依頼 1:
Postfix の制限に関する文章で、reject 制限によって拒否した要求に返す応答コードのデフォルト値は何ですか。
依頼 2:
Postfix の制限に関する文章を、最後の文の次から続けて書いてください。

読む文章:
▽
以下の制限はクライアントホスト名やアドレス、HELO (EHLO) ホスト名、 送信者のメールアドレスおよび受信者のメールアドレスに使えます。
制限:

permit
要求を許可します。この制限はデフォルトの ポリシーを明示的にするために制限リストの最後に置くと便利です。

defer
要求を遅延します。クライアントには 後で再び試すよう伝えられます。この制限は、デフォルトのポリシーを 明示的にするために、制限リストの最後に置くと便利です。

reject
要求を拒否します。この制限はデフォルトの ポリシーを明示的にするために制限リストの最後に置くと便利です。 reject_code 設定パラメータには拒否した要求に対する応答コードを 指定します (デフォルト: 554).

warn_if_reject
要求を拒否する代わりに警告をログに記録するため、次の制限の 意味を変更します ("reject_warning" を含むログファイルの記録を 探してください)。これは新しい制限を "生きた" 環境で不必要な メールロスのリスクなしにテストするのに便利です。

reject_unauth_pipelining
Postfix が実際に SMTP コマンドパイプライニングをサポートしていることを知る前に、 クライアントが SMTP コマンドを送ってきた場合に要求を拒否します。 これは配送をスピードアップするために不正に SMTP コマンド パイプライニングを使うバルクメールソフトウェアからのメールを 止めます。

補助的な UCE 制御パラメータ

default_rbl_reply
SMTP クライアント要求が reject_rbl または reject_rhsbl 制限でブロックされた場合に使われる、デフォルトの応答テンプレート。 以下に示すように、応答テンプレートは1レベルだけ $name マクロ置換を 受けます。smtpd_expansion_filter 設定パラメータには $name マクロ展開に使うことが許される文字セットを指定します。許可されたもの 以外の文字は "_" で置き換えられます。

デフォルト:
default_rbl_reply = $rbl_code Service unavailable; $rbl_class [$rbl_what] blocked using $rbl_domain${rbl_reason?; $rbl_reason}

$name 形式の代わりに ${name} や $(name) を 指定することもできます。

マクロ展開の文法:
$client
クライアントのホスト名と IP アドレス、 name[address] 形式になります。
$client_name
クライアントのホスト名、または unknown
$client_address
クライアントの IP アドレス。
$helo_name
HELO または EHLO コマンドで与えられたホスト名、 HELO または EHLO コマンドが与えられなかった場合には空文字列。
$sender
送信者アドレス、null アドレスの場合には <>。
$sender_name
送信者アドレスのローカル部分、null アドレスの 場合には <>。
$sender_domain
送信者アドレスのドメイン、ドメインが ない場合には空文字列。
$recipient
受信者アドレス、null アドレスの場合には <>。
△
提供された行:
▽
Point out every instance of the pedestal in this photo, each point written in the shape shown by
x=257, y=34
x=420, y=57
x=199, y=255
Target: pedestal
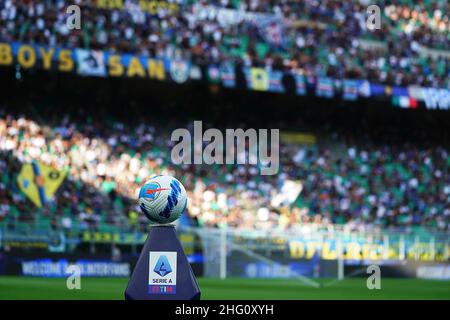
x=162, y=271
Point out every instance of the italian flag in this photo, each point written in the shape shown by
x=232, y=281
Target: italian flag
x=404, y=102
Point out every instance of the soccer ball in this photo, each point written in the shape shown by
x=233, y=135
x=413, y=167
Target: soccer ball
x=162, y=199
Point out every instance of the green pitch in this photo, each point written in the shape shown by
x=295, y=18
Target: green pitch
x=113, y=288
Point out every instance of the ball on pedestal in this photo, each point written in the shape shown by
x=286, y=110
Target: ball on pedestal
x=162, y=199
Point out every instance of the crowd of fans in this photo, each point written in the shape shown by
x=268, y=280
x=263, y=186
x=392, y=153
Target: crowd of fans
x=398, y=185
x=318, y=38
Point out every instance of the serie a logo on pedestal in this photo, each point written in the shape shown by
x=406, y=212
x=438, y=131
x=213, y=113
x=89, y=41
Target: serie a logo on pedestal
x=162, y=278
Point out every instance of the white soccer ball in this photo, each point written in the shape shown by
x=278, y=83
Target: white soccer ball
x=162, y=199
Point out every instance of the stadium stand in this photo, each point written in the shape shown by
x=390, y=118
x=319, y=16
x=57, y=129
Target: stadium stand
x=319, y=38
x=377, y=179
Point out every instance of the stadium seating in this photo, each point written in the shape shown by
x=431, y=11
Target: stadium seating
x=356, y=184
x=326, y=38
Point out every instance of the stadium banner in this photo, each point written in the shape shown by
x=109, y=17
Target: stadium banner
x=107, y=64
x=325, y=87
x=224, y=16
x=51, y=241
x=355, y=251
x=96, y=63
x=151, y=7
x=39, y=182
x=88, y=268
x=350, y=90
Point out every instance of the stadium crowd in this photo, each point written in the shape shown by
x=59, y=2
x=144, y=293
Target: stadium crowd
x=400, y=185
x=318, y=38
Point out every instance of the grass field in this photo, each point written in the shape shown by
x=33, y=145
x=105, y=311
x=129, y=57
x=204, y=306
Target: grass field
x=113, y=288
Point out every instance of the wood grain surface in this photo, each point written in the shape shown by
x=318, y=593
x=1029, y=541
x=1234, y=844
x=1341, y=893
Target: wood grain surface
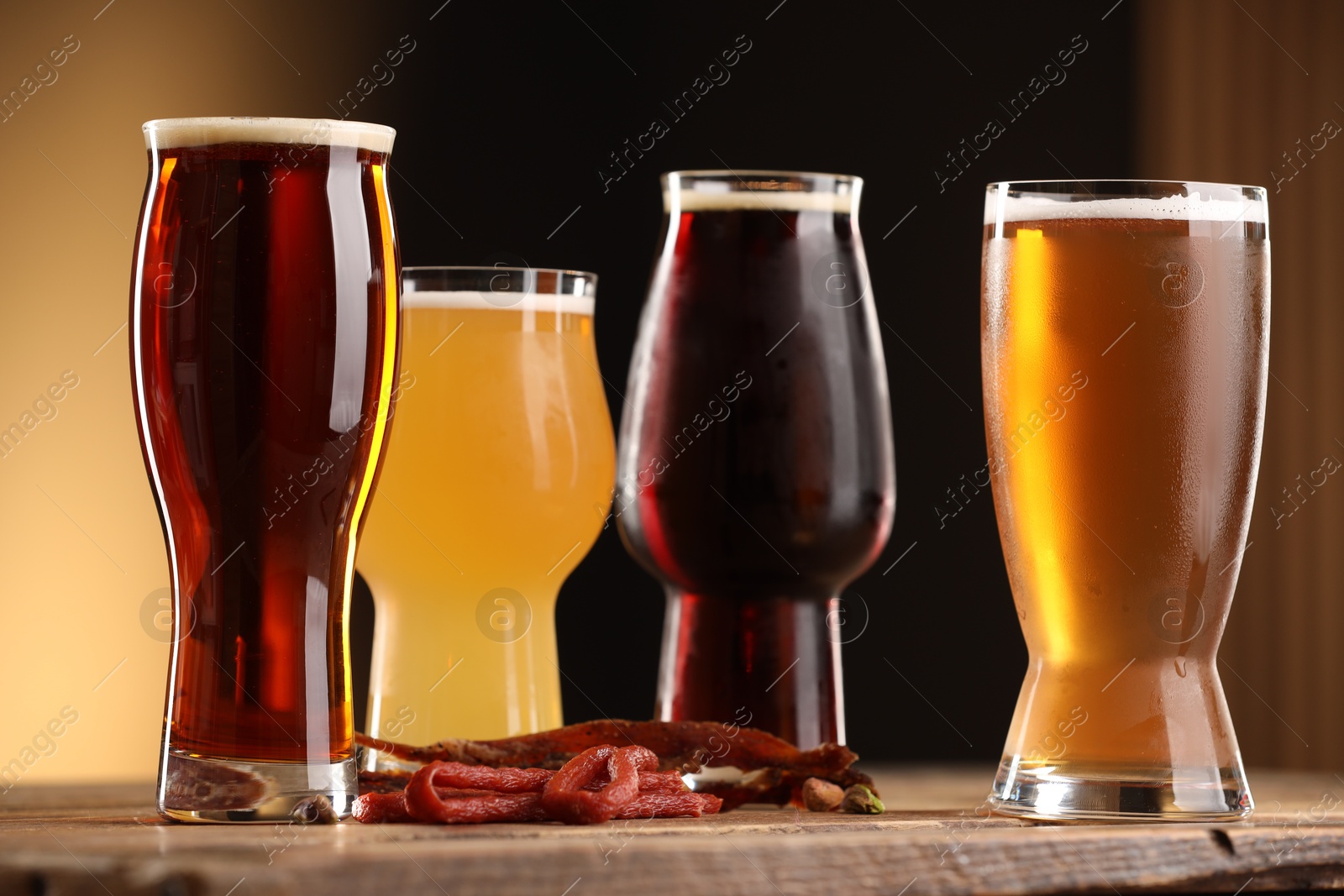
△
回答 1:
554 です。

回答 2:
$recipient_name
受信者アドレスのローカル部分、null アドレスの 場合には <>。
$recipient_domain
受信者アドレスのドメイン、ドメインが ない場合には空文字列。
$rbl_what
ブラックリストに載っているエンティティ: ブラックリストに載っている IP アドレスまたはホスト名、ドメイン名、 Eメールアドレス。
$rbl_domain
$rbl_what の A レコードをブラックリストに 載せている RBL ドメイン。
$rbl_reason
$rbl_what がブラックリストに載っている理由、 情報がない場合には空文字列。
$rbl_class
ブラックリストに載っているエンティティの種類: クライアントホストまたはHELO コマンド、送信者アドレス、受信者アドレス。
$rbl_code
maps_rbl_reject_code 設定パラメータで 指定された、サーバ応答コードの数値 (デフォルト: 554)。
その他の text 全て
以下に示される条件マクロの展開を 除いて、変更せずにコピーされます。

条件マクロ展開の文法:

${name?text}
$name が空でなければ text に展開されます。
${name:text}
$name が空の場合、 text に展開されます。

permit_mx_backup_networks
プライマリ MX ホストがネットワークブロックのリストにマッチする 配送先への permit_mx_backup リレー制御機能の利用を制限します。

デフォルト:
permit_mx_backup_networks =

すなわち、デフォルトでは全てのネットワークが認められます。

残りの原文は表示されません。